§ Exercise aim
Transcribe every line below without any changes, and omit the pictures.

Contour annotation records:
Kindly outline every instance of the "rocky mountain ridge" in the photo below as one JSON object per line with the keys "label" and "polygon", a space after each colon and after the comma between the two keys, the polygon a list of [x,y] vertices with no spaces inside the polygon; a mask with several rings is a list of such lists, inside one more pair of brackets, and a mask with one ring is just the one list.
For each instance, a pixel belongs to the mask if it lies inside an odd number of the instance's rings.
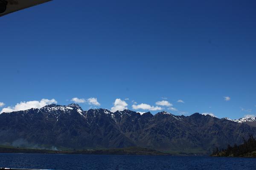
{"label": "rocky mountain ridge", "polygon": [[256,128],[198,113],[154,115],[128,110],[83,110],[77,104],[0,115],[0,144],[74,149],[140,147],[173,153],[209,153],[241,143]]}

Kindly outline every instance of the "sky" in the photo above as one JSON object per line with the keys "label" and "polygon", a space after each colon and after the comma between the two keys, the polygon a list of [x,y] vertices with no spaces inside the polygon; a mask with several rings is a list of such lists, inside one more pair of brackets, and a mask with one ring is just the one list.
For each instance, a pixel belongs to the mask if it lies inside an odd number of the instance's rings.
{"label": "sky", "polygon": [[75,102],[254,116],[255,8],[249,0],[54,0],[1,17],[0,111]]}

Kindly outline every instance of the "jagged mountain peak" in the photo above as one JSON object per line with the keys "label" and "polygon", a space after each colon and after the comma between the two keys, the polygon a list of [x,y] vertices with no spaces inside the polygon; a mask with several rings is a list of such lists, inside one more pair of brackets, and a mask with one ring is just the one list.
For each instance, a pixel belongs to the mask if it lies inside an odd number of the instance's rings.
{"label": "jagged mountain peak", "polygon": [[83,111],[83,109],[82,109],[82,108],[81,107],[81,106],[77,104],[71,103],[70,104],[68,105],[67,106],[74,108],[76,110],[80,109],[81,110]]}
{"label": "jagged mountain peak", "polygon": [[231,119],[226,117],[222,119],[238,123],[243,123],[247,122],[256,122],[256,117],[243,117],[238,119]]}

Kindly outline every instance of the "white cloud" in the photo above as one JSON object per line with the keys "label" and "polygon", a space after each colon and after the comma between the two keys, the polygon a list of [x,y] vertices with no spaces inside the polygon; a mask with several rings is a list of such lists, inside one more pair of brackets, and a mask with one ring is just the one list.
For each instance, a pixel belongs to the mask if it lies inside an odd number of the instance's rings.
{"label": "white cloud", "polygon": [[86,100],[88,104],[90,105],[95,105],[96,106],[100,106],[100,103],[98,102],[97,98],[91,97]]}
{"label": "white cloud", "polygon": [[210,115],[212,117],[217,117],[216,116],[214,115],[214,114],[213,114],[212,113],[202,113],[202,114],[204,115]]}
{"label": "white cloud", "polygon": [[177,101],[177,102],[178,102],[179,103],[185,103],[185,102],[184,102],[184,101],[183,100],[180,100],[180,99],[178,100],[178,101]]}
{"label": "white cloud", "polygon": [[5,105],[5,104],[3,102],[0,102],[0,107],[3,107]]}
{"label": "white cloud", "polygon": [[79,99],[77,97],[75,97],[71,99],[71,101],[77,103],[87,103],[90,105],[94,105],[97,106],[100,106],[100,103],[98,102],[97,98],[94,97],[91,97],[87,99],[84,98]]}
{"label": "white cloud", "polygon": [[240,109],[241,109],[241,111],[245,112],[252,112],[252,109],[245,109],[245,108],[243,108],[241,107],[240,107]]}
{"label": "white cloud", "polygon": [[162,110],[162,108],[158,106],[151,106],[149,105],[146,104],[142,103],[138,105],[133,105],[132,106],[132,108],[134,109],[143,109],[148,110]]}
{"label": "white cloud", "polygon": [[172,111],[178,111],[178,110],[175,108],[173,108],[171,107],[170,108],[168,108],[168,109],[172,110]]}
{"label": "white cloud", "polygon": [[77,97],[73,98],[71,101],[77,103],[85,103],[86,102],[84,99],[79,99]]}
{"label": "white cloud", "polygon": [[142,115],[144,113],[145,113],[146,112],[137,112],[138,113],[139,113],[141,115]]}
{"label": "white cloud", "polygon": [[117,110],[122,111],[128,109],[127,106],[128,104],[125,101],[120,99],[116,99],[114,103],[114,107],[111,108],[111,111],[112,112],[115,112]]}
{"label": "white cloud", "polygon": [[226,101],[230,101],[230,99],[231,99],[228,96],[224,96],[223,97],[224,98],[224,100]]}
{"label": "white cloud", "polygon": [[156,105],[163,106],[172,106],[172,104],[166,100],[162,100],[156,102]]}
{"label": "white cloud", "polygon": [[254,118],[256,117],[256,116],[254,114],[247,114],[244,116],[244,118]]}
{"label": "white cloud", "polygon": [[32,108],[39,109],[47,105],[52,103],[57,104],[57,101],[54,99],[51,100],[43,99],[40,101],[21,102],[20,103],[17,103],[15,107],[8,107],[3,108],[0,113],[4,112],[10,113],[15,111],[25,110]]}

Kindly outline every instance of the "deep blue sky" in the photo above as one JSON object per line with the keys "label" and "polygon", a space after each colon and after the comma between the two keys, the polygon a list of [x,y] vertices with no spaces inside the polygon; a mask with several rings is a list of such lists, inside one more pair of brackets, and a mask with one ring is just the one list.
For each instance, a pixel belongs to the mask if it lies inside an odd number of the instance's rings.
{"label": "deep blue sky", "polygon": [[76,97],[110,109],[129,98],[131,110],[133,100],[164,100],[176,115],[255,114],[255,0],[55,0],[1,17],[2,108]]}

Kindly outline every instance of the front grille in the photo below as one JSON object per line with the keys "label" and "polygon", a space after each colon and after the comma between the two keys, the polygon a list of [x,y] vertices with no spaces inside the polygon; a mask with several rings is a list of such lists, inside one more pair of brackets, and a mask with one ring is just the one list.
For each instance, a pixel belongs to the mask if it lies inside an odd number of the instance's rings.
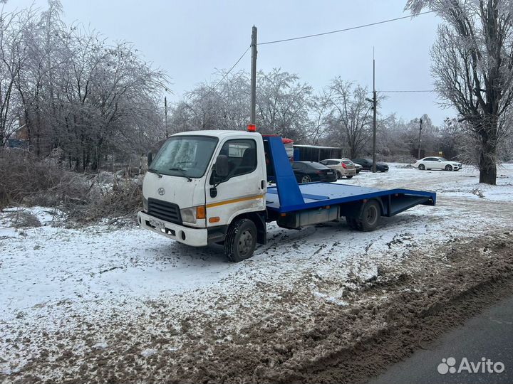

§ Full solution
Kindly outline every instance of the "rocky mountain ridge" in the photo below as one JSON object per line with the keys "label" and "polygon", a space after each colon and after the comma between the two keys, the polygon a list of [x,y] vertices with no spaces inside the polygon; a mask with several rings is a list of such lists, inside one more pair of brackets, and a mask with one ring is just the one list.
For each instance, a pixel belongs to the mask if it lies inside an odd number of the instance's rings.
{"label": "rocky mountain ridge", "polygon": [[256,128],[198,113],[154,115],[128,110],[83,110],[77,104],[0,115],[0,144],[74,149],[140,147],[173,153],[209,153],[241,143]]}

Kindly outline every instance of the "sky" in the photo above as one JSON object per line with the keys "label" and "polygon", a space after each colon and after the comma between the two keys, the polygon a list of [x,y] vertices with no spaces inside the polygon; a mask with several rings is a list of such lists, inside one more pair of brackets, and a mask with one ring is just the one list.
For each instance, a pixel belongs to the mask if it lies inside an odd number of the instance's rings.
{"label": "sky", "polygon": [[75,102],[254,116],[255,8],[249,0],[54,0],[1,17],[0,111]]}

Kindly outline every instance of the "jagged mountain peak" in the photo above as one JSON object per line with the keys "label" and "polygon", a space after each colon and after the comma between the two keys, the polygon a list of [x,y] vertices with no spaces inside the polygon; a mask with several rings is a list of such lists, inside one more pair of brackets, and a mask with one ring is just the one list.
For each instance, a pixel belongs to the mask if it lies inside an odd number of the instance's rings.
{"label": "jagged mountain peak", "polygon": [[83,111],[83,109],[82,109],[82,108],[81,107],[81,106],[77,104],[71,103],[70,104],[68,105],[67,106],[74,108],[76,110],[80,109],[81,110]]}
{"label": "jagged mountain peak", "polygon": [[231,119],[226,117],[222,119],[238,123],[243,123],[247,122],[256,122],[256,117],[243,117],[238,119]]}

Kindly outline every instance of the "white cloud" in the photo above as one JSON object per line with the keys "label" and "polygon", a space after each colon and after the comma between the two keys, the polygon a list of [x,y] vertices with no spaces inside the polygon; a mask with several rings is a list of such lists, inside one more pair of brackets, and a mask with one ring is just the one list.
For each instance, a pixel belongs to the mask if it lies inside an odd number of the instance's rings.
{"label": "white cloud", "polygon": [[86,100],[88,104],[90,105],[95,105],[96,106],[100,106],[100,103],[98,102],[97,98],[91,97]]}
{"label": "white cloud", "polygon": [[210,115],[212,117],[217,117],[216,116],[214,115],[214,114],[213,114],[212,113],[202,113],[202,114],[204,115]]}
{"label": "white cloud", "polygon": [[177,101],[177,102],[178,102],[179,103],[185,103],[185,102],[184,102],[184,101],[183,100],[180,100],[180,99],[178,100],[178,101]]}
{"label": "white cloud", "polygon": [[5,105],[5,104],[3,102],[0,102],[0,107],[3,107]]}
{"label": "white cloud", "polygon": [[79,99],[77,97],[75,97],[71,99],[71,101],[77,103],[87,103],[90,105],[94,105],[97,106],[100,106],[100,103],[98,102],[97,98],[94,97],[91,97],[87,99],[84,98]]}
{"label": "white cloud", "polygon": [[240,109],[241,109],[241,111],[245,112],[252,112],[252,109],[245,109],[245,108],[243,108],[241,107],[240,107]]}
{"label": "white cloud", "polygon": [[162,110],[162,108],[158,106],[151,106],[149,105],[146,104],[142,103],[138,105],[133,105],[132,106],[132,108],[134,109],[143,109],[148,110]]}
{"label": "white cloud", "polygon": [[172,111],[178,111],[178,110],[175,108],[173,108],[171,107],[170,108],[168,108],[168,109],[172,110]]}
{"label": "white cloud", "polygon": [[77,97],[73,98],[71,101],[77,103],[85,103],[86,102],[84,99],[79,99]]}
{"label": "white cloud", "polygon": [[142,115],[144,113],[145,113],[146,112],[137,112],[138,113],[139,113],[141,115]]}
{"label": "white cloud", "polygon": [[117,110],[122,111],[128,109],[127,106],[128,104],[125,101],[120,99],[116,99],[114,103],[114,107],[111,108],[111,111],[112,112],[115,112]]}
{"label": "white cloud", "polygon": [[226,101],[230,101],[230,99],[231,99],[228,96],[224,96],[223,97],[224,98],[224,100]]}
{"label": "white cloud", "polygon": [[156,105],[163,106],[172,106],[172,104],[166,100],[162,100],[156,102]]}
{"label": "white cloud", "polygon": [[254,118],[256,117],[256,116],[254,114],[247,114],[244,116],[244,118]]}
{"label": "white cloud", "polygon": [[32,108],[39,109],[47,105],[52,103],[57,104],[57,101],[54,99],[51,100],[43,99],[40,101],[21,102],[20,103],[17,103],[15,107],[8,107],[3,108],[0,113],[4,112],[10,113],[15,111],[25,110]]}

Kindly outline every instance of the "deep blue sky" in the photo above as one JSON object per line with the keys "label" and "polygon", a space after each colon and after the comma between the two keys, the polygon a list of [x,y] vertices with no spaces inside the polygon; a mask with several rings is a list of such lists, inside one more pair of brackets, and a mask with one ring is just the one list.
For each instance, a pixel belongs to the mask if it lies inside an odd number of the instance's rings.
{"label": "deep blue sky", "polygon": [[76,97],[110,109],[129,98],[131,110],[133,100],[164,100],[176,115],[255,114],[255,0],[55,0],[1,17],[2,108]]}

Kindly outline every instance of the front grille in the photo below as one JSON object per line with the keys "label" and "polygon", a space after each colon and after the comma between the two keys, the polygon a list of [x,y] vertices with no spaces inside the polygon; a mask with several rings is a list of such lists, inside one more pair of brackets, and a mask with one ring is just the one list.
For each instance, a pixel belongs to the mask if it lies inside an odd number of the instance's rings.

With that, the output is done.